Coordinate annotation entries:
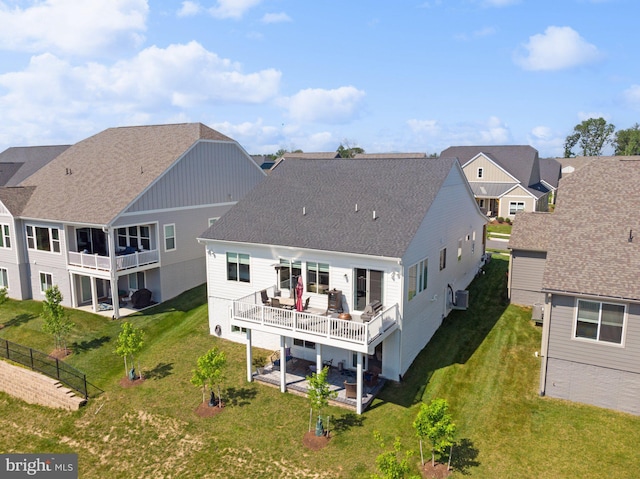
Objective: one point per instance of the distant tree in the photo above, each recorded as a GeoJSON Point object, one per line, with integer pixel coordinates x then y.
{"type": "Point", "coordinates": [56, 322]}
{"type": "Point", "coordinates": [210, 372]}
{"type": "Point", "coordinates": [591, 136]}
{"type": "Point", "coordinates": [434, 423]}
{"type": "Point", "coordinates": [130, 341]}
{"type": "Point", "coordinates": [627, 142]}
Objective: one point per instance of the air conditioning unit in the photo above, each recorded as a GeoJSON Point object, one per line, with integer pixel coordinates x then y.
{"type": "Point", "coordinates": [462, 299]}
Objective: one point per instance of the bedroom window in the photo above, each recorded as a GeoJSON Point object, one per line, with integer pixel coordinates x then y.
{"type": "Point", "coordinates": [238, 267]}
{"type": "Point", "coordinates": [599, 321]}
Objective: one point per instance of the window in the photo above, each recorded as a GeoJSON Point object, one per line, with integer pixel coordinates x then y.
{"type": "Point", "coordinates": [238, 267]}
{"type": "Point", "coordinates": [169, 237]}
{"type": "Point", "coordinates": [515, 206]}
{"type": "Point", "coordinates": [5, 239]}
{"type": "Point", "coordinates": [43, 239]}
{"type": "Point", "coordinates": [317, 278]}
{"type": "Point", "coordinates": [4, 279]}
{"type": "Point", "coordinates": [417, 278]}
{"type": "Point", "coordinates": [304, 344]}
{"type": "Point", "coordinates": [289, 270]}
{"type": "Point", "coordinates": [46, 282]}
{"type": "Point", "coordinates": [599, 321]}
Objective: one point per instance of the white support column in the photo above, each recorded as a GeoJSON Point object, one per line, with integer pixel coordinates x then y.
{"type": "Point", "coordinates": [359, 384]}
{"type": "Point", "coordinates": [283, 366]}
{"type": "Point", "coordinates": [249, 357]}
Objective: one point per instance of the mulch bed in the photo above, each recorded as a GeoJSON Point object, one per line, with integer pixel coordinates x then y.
{"type": "Point", "coordinates": [204, 410]}
{"type": "Point", "coordinates": [313, 442]}
{"type": "Point", "coordinates": [438, 472]}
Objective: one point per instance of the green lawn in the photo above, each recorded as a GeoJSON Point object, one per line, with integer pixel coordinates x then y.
{"type": "Point", "coordinates": [481, 360]}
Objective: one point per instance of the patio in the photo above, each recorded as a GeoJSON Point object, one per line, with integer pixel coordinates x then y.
{"type": "Point", "coordinates": [296, 380]}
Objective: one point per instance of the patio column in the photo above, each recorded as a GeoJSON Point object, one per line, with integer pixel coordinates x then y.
{"type": "Point", "coordinates": [283, 366]}
{"type": "Point", "coordinates": [359, 384]}
{"type": "Point", "coordinates": [249, 358]}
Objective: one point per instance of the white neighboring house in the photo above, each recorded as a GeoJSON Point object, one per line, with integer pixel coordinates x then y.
{"type": "Point", "coordinates": [120, 211]}
{"type": "Point", "coordinates": [407, 233]}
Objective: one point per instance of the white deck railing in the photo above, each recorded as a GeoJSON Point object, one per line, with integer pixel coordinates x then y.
{"type": "Point", "coordinates": [251, 310]}
{"type": "Point", "coordinates": [125, 261]}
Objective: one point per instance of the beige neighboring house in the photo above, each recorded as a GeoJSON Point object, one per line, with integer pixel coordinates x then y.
{"type": "Point", "coordinates": [119, 212]}
{"type": "Point", "coordinates": [505, 179]}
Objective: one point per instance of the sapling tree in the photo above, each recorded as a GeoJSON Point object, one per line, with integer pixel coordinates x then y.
{"type": "Point", "coordinates": [130, 341]}
{"type": "Point", "coordinates": [433, 423]}
{"type": "Point", "coordinates": [210, 372]}
{"type": "Point", "coordinates": [319, 392]}
{"type": "Point", "coordinates": [56, 322]}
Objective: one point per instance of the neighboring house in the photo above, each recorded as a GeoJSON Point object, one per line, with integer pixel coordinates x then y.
{"type": "Point", "coordinates": [504, 179]}
{"type": "Point", "coordinates": [121, 211]}
{"type": "Point", "coordinates": [399, 237]}
{"type": "Point", "coordinates": [18, 163]}
{"type": "Point", "coordinates": [591, 330]}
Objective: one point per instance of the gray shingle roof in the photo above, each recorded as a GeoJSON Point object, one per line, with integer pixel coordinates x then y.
{"type": "Point", "coordinates": [95, 179]}
{"type": "Point", "coordinates": [597, 208]}
{"type": "Point", "coordinates": [400, 192]}
{"type": "Point", "coordinates": [18, 163]}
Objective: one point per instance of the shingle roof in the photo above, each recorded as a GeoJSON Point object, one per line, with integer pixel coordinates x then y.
{"type": "Point", "coordinates": [18, 163]}
{"type": "Point", "coordinates": [596, 211]}
{"type": "Point", "coordinates": [312, 204]}
{"type": "Point", "coordinates": [95, 179]}
{"type": "Point", "coordinates": [531, 231]}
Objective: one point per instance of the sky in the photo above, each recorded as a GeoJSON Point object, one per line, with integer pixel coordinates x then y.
{"type": "Point", "coordinates": [402, 76]}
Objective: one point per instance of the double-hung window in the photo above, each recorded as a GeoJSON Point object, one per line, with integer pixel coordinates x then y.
{"type": "Point", "coordinates": [417, 278]}
{"type": "Point", "coordinates": [238, 267]}
{"type": "Point", "coordinates": [599, 321]}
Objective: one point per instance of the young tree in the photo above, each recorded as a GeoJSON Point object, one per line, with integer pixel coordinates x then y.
{"type": "Point", "coordinates": [388, 463]}
{"type": "Point", "coordinates": [319, 392]}
{"type": "Point", "coordinates": [130, 341]}
{"type": "Point", "coordinates": [210, 371]}
{"type": "Point", "coordinates": [592, 135]}
{"type": "Point", "coordinates": [56, 322]}
{"type": "Point", "coordinates": [434, 423]}
{"type": "Point", "coordinates": [627, 142]}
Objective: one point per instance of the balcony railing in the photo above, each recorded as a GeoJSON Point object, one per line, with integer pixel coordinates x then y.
{"type": "Point", "coordinates": [279, 321]}
{"type": "Point", "coordinates": [123, 262]}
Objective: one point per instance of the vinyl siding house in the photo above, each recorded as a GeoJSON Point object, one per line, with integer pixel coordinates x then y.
{"type": "Point", "coordinates": [505, 179]}
{"type": "Point", "coordinates": [591, 330]}
{"type": "Point", "coordinates": [121, 211]}
{"type": "Point", "coordinates": [406, 233]}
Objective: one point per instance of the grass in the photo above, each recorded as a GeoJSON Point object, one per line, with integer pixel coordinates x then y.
{"type": "Point", "coordinates": [481, 360]}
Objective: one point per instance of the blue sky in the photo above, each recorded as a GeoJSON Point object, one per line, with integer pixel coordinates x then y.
{"type": "Point", "coordinates": [386, 76]}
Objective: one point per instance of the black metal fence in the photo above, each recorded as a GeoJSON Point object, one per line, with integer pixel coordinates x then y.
{"type": "Point", "coordinates": [45, 364]}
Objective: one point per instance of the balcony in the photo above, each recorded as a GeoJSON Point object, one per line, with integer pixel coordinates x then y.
{"type": "Point", "coordinates": [123, 261]}
{"type": "Point", "coordinates": [354, 334]}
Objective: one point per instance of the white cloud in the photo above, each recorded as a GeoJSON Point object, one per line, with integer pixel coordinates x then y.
{"type": "Point", "coordinates": [276, 18]}
{"type": "Point", "coordinates": [189, 9]}
{"type": "Point", "coordinates": [319, 105]}
{"type": "Point", "coordinates": [232, 8]}
{"type": "Point", "coordinates": [72, 27]}
{"type": "Point", "coordinates": [558, 48]}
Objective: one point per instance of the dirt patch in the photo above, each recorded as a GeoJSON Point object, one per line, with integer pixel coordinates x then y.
{"type": "Point", "coordinates": [313, 442]}
{"type": "Point", "coordinates": [439, 471]}
{"type": "Point", "coordinates": [204, 410]}
{"type": "Point", "coordinates": [128, 383]}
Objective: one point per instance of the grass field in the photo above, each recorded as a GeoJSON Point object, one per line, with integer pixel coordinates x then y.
{"type": "Point", "coordinates": [481, 360]}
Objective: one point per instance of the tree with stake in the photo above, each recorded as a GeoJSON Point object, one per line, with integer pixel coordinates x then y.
{"type": "Point", "coordinates": [129, 344]}
{"type": "Point", "coordinates": [434, 423]}
{"type": "Point", "coordinates": [56, 322]}
{"type": "Point", "coordinates": [319, 394]}
{"type": "Point", "coordinates": [210, 371]}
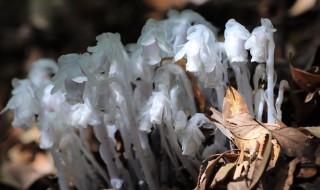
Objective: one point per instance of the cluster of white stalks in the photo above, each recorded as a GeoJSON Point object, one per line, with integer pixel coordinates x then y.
{"type": "Point", "coordinates": [142, 93]}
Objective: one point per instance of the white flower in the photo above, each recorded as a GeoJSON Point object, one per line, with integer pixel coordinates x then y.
{"type": "Point", "coordinates": [177, 25]}
{"type": "Point", "coordinates": [197, 49]}
{"type": "Point", "coordinates": [23, 103]}
{"type": "Point", "coordinates": [72, 77]}
{"type": "Point", "coordinates": [259, 40]}
{"type": "Point", "coordinates": [159, 105]}
{"type": "Point", "coordinates": [235, 37]}
{"type": "Point", "coordinates": [156, 110]}
{"type": "Point", "coordinates": [203, 54]}
{"type": "Point", "coordinates": [41, 72]}
{"type": "Point", "coordinates": [108, 54]}
{"type": "Point", "coordinates": [191, 136]}
{"type": "Point", "coordinates": [153, 42]}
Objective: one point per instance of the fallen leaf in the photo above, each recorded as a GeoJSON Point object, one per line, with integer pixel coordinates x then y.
{"type": "Point", "coordinates": [307, 172]}
{"type": "Point", "coordinates": [237, 118]}
{"type": "Point", "coordinates": [222, 173]}
{"type": "Point", "coordinates": [295, 143]}
{"type": "Point", "coordinates": [313, 130]}
{"type": "Point", "coordinates": [292, 168]}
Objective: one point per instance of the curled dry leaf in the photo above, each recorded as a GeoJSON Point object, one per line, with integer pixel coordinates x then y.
{"type": "Point", "coordinates": [216, 169]}
{"type": "Point", "coordinates": [295, 143]}
{"type": "Point", "coordinates": [257, 150]}
{"type": "Point", "coordinates": [315, 130]}
{"type": "Point", "coordinates": [237, 118]}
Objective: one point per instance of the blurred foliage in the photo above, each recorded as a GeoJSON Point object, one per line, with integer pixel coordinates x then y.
{"type": "Point", "coordinates": [31, 29]}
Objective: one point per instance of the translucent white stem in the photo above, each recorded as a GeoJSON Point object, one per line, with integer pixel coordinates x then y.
{"type": "Point", "coordinates": [244, 87]}
{"type": "Point", "coordinates": [259, 103]}
{"type": "Point", "coordinates": [283, 85]}
{"type": "Point", "coordinates": [270, 84]}
{"type": "Point", "coordinates": [63, 180]}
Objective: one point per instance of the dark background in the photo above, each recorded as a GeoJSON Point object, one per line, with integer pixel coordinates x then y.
{"type": "Point", "coordinates": [32, 29]}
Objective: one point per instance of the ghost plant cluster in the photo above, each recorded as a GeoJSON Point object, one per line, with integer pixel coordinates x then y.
{"type": "Point", "coordinates": [142, 93]}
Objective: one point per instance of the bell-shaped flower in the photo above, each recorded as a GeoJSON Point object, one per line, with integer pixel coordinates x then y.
{"type": "Point", "coordinates": [177, 25]}
{"type": "Point", "coordinates": [156, 109]}
{"type": "Point", "coordinates": [203, 55]}
{"type": "Point", "coordinates": [260, 40]}
{"type": "Point", "coordinates": [159, 105]}
{"type": "Point", "coordinates": [108, 55]}
{"type": "Point", "coordinates": [23, 103]}
{"type": "Point", "coordinates": [235, 37]}
{"type": "Point", "coordinates": [153, 42]}
{"type": "Point", "coordinates": [72, 76]}
{"type": "Point", "coordinates": [197, 49]}
{"type": "Point", "coordinates": [41, 72]}
{"type": "Point", "coordinates": [191, 136]}
{"type": "Point", "coordinates": [80, 115]}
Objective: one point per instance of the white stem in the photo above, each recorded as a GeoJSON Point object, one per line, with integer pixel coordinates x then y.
{"type": "Point", "coordinates": [283, 85]}
{"type": "Point", "coordinates": [270, 84]}
{"type": "Point", "coordinates": [244, 87]}
{"type": "Point", "coordinates": [259, 103]}
{"type": "Point", "coordinates": [131, 125]}
{"type": "Point", "coordinates": [220, 91]}
{"type": "Point", "coordinates": [63, 180]}
{"type": "Point", "coordinates": [105, 151]}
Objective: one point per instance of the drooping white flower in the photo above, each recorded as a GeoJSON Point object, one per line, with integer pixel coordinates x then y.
{"type": "Point", "coordinates": [177, 25]}
{"type": "Point", "coordinates": [190, 135]}
{"type": "Point", "coordinates": [153, 42]}
{"type": "Point", "coordinates": [259, 40]}
{"type": "Point", "coordinates": [203, 55]}
{"type": "Point", "coordinates": [235, 37]}
{"type": "Point", "coordinates": [72, 77]}
{"type": "Point", "coordinates": [23, 103]}
{"type": "Point", "coordinates": [108, 55]}
{"type": "Point", "coordinates": [41, 72]}
{"type": "Point", "coordinates": [159, 105]}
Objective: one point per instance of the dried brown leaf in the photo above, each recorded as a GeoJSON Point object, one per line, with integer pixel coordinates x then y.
{"type": "Point", "coordinates": [222, 173]}
{"type": "Point", "coordinates": [209, 173]}
{"type": "Point", "coordinates": [313, 130]}
{"type": "Point", "coordinates": [295, 143]}
{"type": "Point", "coordinates": [237, 118]}
{"type": "Point", "coordinates": [292, 168]}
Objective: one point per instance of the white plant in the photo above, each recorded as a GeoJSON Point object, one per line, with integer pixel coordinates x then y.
{"type": "Point", "coordinates": [144, 94]}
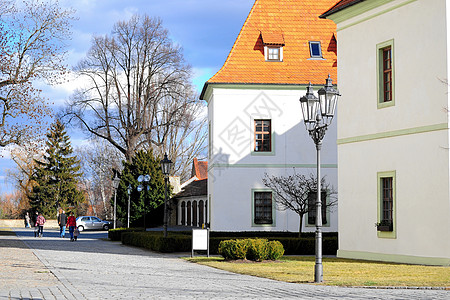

■ **THE EXERCISE**
Count the lines in the records above that contain the string "shingle", treating uppercase and lowercase as different. Reply with the number only.

■ **CORRECT RESPONSE**
2